**WHAT YOU NEED TO DO**:
Please give the data again in full, exactly as it reads.

Items from a data source:
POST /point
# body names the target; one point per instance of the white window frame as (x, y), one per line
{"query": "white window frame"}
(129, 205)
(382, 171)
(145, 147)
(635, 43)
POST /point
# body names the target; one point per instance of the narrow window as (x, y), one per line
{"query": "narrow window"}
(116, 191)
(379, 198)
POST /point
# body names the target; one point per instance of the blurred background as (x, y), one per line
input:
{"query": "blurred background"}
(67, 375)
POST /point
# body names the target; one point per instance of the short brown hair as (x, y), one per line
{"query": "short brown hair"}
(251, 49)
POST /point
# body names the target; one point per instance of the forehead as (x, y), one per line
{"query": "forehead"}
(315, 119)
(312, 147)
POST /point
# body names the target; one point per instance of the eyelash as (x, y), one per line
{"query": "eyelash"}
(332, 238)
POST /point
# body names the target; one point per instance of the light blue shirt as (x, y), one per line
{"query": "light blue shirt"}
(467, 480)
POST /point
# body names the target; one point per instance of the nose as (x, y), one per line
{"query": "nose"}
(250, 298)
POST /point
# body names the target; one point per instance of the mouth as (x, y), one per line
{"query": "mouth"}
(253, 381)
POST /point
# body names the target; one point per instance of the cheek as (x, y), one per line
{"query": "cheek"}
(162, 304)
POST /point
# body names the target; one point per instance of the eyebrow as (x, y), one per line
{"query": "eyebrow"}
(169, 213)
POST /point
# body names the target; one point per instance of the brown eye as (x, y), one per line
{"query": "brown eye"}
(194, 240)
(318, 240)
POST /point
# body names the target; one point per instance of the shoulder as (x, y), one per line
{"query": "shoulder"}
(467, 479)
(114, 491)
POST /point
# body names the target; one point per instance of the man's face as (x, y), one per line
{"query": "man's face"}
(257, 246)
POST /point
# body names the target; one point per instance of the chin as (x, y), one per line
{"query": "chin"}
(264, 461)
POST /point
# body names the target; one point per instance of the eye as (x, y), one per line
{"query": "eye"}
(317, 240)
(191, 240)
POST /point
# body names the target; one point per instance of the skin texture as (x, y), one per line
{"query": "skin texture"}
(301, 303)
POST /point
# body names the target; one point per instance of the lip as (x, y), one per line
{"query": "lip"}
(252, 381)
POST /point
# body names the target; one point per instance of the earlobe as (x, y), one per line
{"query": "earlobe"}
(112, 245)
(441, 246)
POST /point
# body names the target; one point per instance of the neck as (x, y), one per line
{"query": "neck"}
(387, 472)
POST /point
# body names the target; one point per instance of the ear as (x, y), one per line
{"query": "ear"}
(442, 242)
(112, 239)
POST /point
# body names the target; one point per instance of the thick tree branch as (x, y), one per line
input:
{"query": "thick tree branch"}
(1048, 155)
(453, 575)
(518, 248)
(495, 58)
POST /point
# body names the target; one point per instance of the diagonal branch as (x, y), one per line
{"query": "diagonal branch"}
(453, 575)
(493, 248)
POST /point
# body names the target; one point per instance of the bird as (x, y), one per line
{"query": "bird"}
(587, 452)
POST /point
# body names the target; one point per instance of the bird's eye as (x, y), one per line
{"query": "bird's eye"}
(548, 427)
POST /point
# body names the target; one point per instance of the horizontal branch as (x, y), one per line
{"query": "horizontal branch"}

**WRITTEN ANSWER**:
POST /point
# body names the target; one point per instance of the white window frame as (x, y), one per line
{"query": "white window frame"}
(129, 205)
(382, 171)
(145, 147)
(635, 43)
POST /point
# body names the target; one point per instance of the narrow window as (x, y), one per line
{"query": "narrow window"}
(116, 191)
(379, 198)
POST /point
# body names the target; one point per instance of the blurred background as (x, y), one per line
input:
{"query": "blurred background"}
(67, 375)
POST /point
# body names the target; one point per instance of the short brown hair as (x, y), one per line
{"query": "short brown hair"}
(251, 49)
POST /point
# body names the target; one point per instance of the forehead as (x, y), one per line
{"query": "forehead"}
(315, 119)
(312, 147)
POST /point
# body names the target; one point per instance of the eyelash as (x, y), one per line
{"query": "eyelash"}
(332, 238)
POST /point
# body names the target; one point per instance of the light blue shirt as (x, y), one per line
{"query": "light blue shirt"}
(467, 480)
POST /point
# body names the target; one point per instance of the nose as (x, y), one per line
{"query": "nose"}
(250, 298)
POST /point
# body names the target; one point per instance of the mouth as (x, y), one per line
{"query": "mouth"}
(253, 381)
POST /point
# body names the target; one point per instance of the cheek as (x, y), one per line
{"query": "cheek"}
(162, 304)
POST /point
# body names the target; one point per instance of the eyebrow as (x, y), one per line
{"query": "eyebrow"}
(169, 213)
POST /point
# body names the target; one point per instance of the brown eye as (x, y), one per line
{"query": "brown eye"}
(194, 240)
(318, 240)
POST /point
# body names the target; one point per instance of the shoulder as (x, y), one per line
{"query": "shoulder"}
(467, 479)
(114, 491)
POST /point
# body names the target; one point per instance of the man's face as (x, y), one per line
{"query": "man's face"}
(257, 246)
POST /point
# body names the target; one point per instance of the chin as (x, y), one per line
{"query": "chin"}
(264, 461)
POST /point
# body names the target; one point per instance of the eye as (x, y), one per line
{"query": "eye"}
(317, 240)
(191, 240)
POST /point
# body names the target; one point per instance of the skin texture as (x, y), one per line
{"query": "skin texture"}
(301, 303)
POST /point
# body names the target; one point per instance of the lip as (x, y), one per line
{"query": "lip"}
(252, 381)
POST /point
# body names the target; one point per instance of the earlobe as (x, y), one per line
{"query": "earlobe"}
(112, 245)
(441, 246)
POST /point
# body names the target; one point per instance of the neck as (x, y), one per line
{"query": "neck"}
(387, 472)
POST /point
# body names the target; one point per instance of the ear as (x, y), one per line
{"query": "ear"}
(442, 242)
(112, 239)
POST /point
# body names the target; one point per instance of the thick tree branch as (x, y), one per line
input:
{"query": "thick tree branch"}
(1048, 155)
(453, 575)
(518, 248)
(495, 58)
POST /point
# body names the target; one point per instance of the diagonal branch as (x, y), one per line
{"query": "diagonal branch"}
(453, 575)
(493, 248)
POST /point
# body names the target; one point per instance of the bird as (x, y), one per line
{"query": "bird"}
(587, 452)
POST /point
# body names the target; one point per instance of the bird's eye as (x, y), one per line
{"query": "bird's eye"}
(548, 427)
POST /point
# body names the target; one point per instance of the horizontal branch as (x, y), one per line
{"query": "horizontal branch"}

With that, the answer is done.